- **Il tuo compito**
Scrivi il seguito del testo con le schede dei film documentari, cominciando dopo l'ultima scheda riportata.

ATTAQUE di Carmit Harash (Francia, 2016, file, 75’) Dopo Où est la guerre (TFF33), Carmit Harash continua le sue incursioni parigine alla ricerca di impossibili risposte alla crisi della democrazia europea “sotto attacco”. Il risultato è un musical documentario su secolarismo, uguaglianza e libertà dopo gli attentati in Francia del gennaio 2015.

BOI, SONG OF A WANDERER di Anne Marie Borsboom (Olanda, 2016, DCP, 72’) “E quando si lasciò il passato alle spalle, scoprì che la sua vita stava cominciando”. Questa frase dell’Orlando di Virginia Woolf riassume lo spirito di un film realizzato in dodici anni vagando per il mondo. Una storia che parte da Israele e da considerazioni sulla politica e la religione, per poi trasformarsi nel racconto della lotta interiore di Nitzan, una ragazza ventenne che si sentiva ragazzo.

ERASE EVERYTHING I SAID ABOUT LOVE di Guillermina Pico (Argentina, 2016, file, 62’) “Che importa su cosa sia un film, quale sia il tema, la trama? È sull’amore, il sole, gli alberi, una bella donna, l’estate, un picnic sull’erba” (Jonas Mekas). Questo film è composto da commenti e appunti sulla bellezza dei momenti perduti, l’osservazione dell’identità in perenne mutamento.

HAVARIE di Philip Scheffner (Germania, 2016, DCP, 93’) Il 14 settembre 2012 alle 14.56, la nave da crociera Adventure of the Seas riferisce al centro di soccorso marittimo spagnolo l’avvistamento di un gommone alla deriva con tredici persone a bordo. Un video su YouTube e alcuni racconti biografici contribuiscono a una riflessione sul passato, presente e futuro dei viaggiatori che attraversano il Mediterraneo. In un orizzonte sconfinato composto da acqua e cielo, paure e sogni.

HOUSES WITHOUT DOORS di Avo Kaprealian (Siria/Libano, 2016, DCP, 90’) Al Midan è un quartiere di Aleppo, città di frontiera che un secolo fa accolse gli armeni e che oggi rappresenta un rifugio per molti siriani. Dal balcone di casa sua, il regista con una piccola videocamera riprende le trasformazioni di quel luogo e della sua famiglia. A queste immagini si uniscono quelle estratte da alcuni film che delineano il parallelismo tra il genocidio armeno e la realtà quotidiana dei siriani.

- **Dati di partenza**
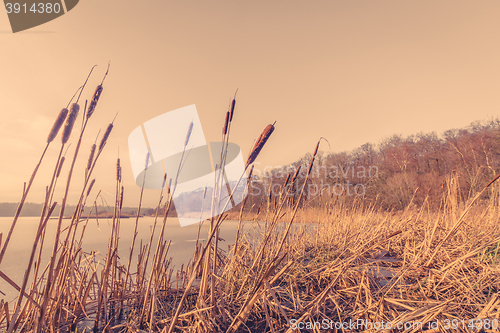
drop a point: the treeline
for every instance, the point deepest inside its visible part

- **Risposta**
KAZARKEN di Güldem Durmaz (Belgio/Francia, 2016, DCP, 90’) Denis Lavant, nei panni della figura mitologica del centauro Chiron, guida la regista in un viaggio a ritroso alla ricerca delle sue origini. Tra sonno e veglia, la donna, di origine turca, ritrova i ricordi. In questo percorso, lo spazio e il tempo sono frammentati, così come le immagini di cui si alimenta la memoria. È un film personale, intimo, ma attraversato dalla storia collettiva della Turchia.

NANA di Luciana Decker (Bolivia, 2016, DCP, 65’) Una donna decide di filmare la sua tata che vive e lavora nella casa di famiglia di La Paz da più di quarant’anni. La segue nella sua quotidianità domestica, ma anche fuori, in campagna, e nella sua vera casa. Esplorando poco a poco lo spazio tra le due donne, la macchina da presa disegna i contorni di una realtà emblematica della società boliviana, ma anche di un grande amore, e diventa cinema.

RAT FILM di Theo Anthony (USA, 2016, DCP, 82’) Muri, recinzioni e vicoli sono le linee di confine delle nostre città e rappresentano anche i luoghi preferiti dai ratti che vi si stabiliscono come se fossero delle case. Attraverso il pretesto dei topi e delle loro alterne vicende con gli umani – che talvolta li amano, talvolta li accolgono e spesso li uccidono – Rat Film racconta la storia di Baltimora, una città protagonista di tante narrazioni.

SOL NEGRO di Laura Huertas Millán (Francia/Colombia, 2016, DCP, 43’) Il sole nero ha cristallizzato le ultime generazioni della famiglia della regista. La zia Antonia, sorella della madre, è una cantante lirica che viene ricoverata dopo un tentativo di suicidio. Un coro di donne racconta le sofferenze, il senso di colpa, le difficili relazioni familiari e i sentimenti vengono distillati in una storia che diventa musica, autoritratto, realtà e finzione.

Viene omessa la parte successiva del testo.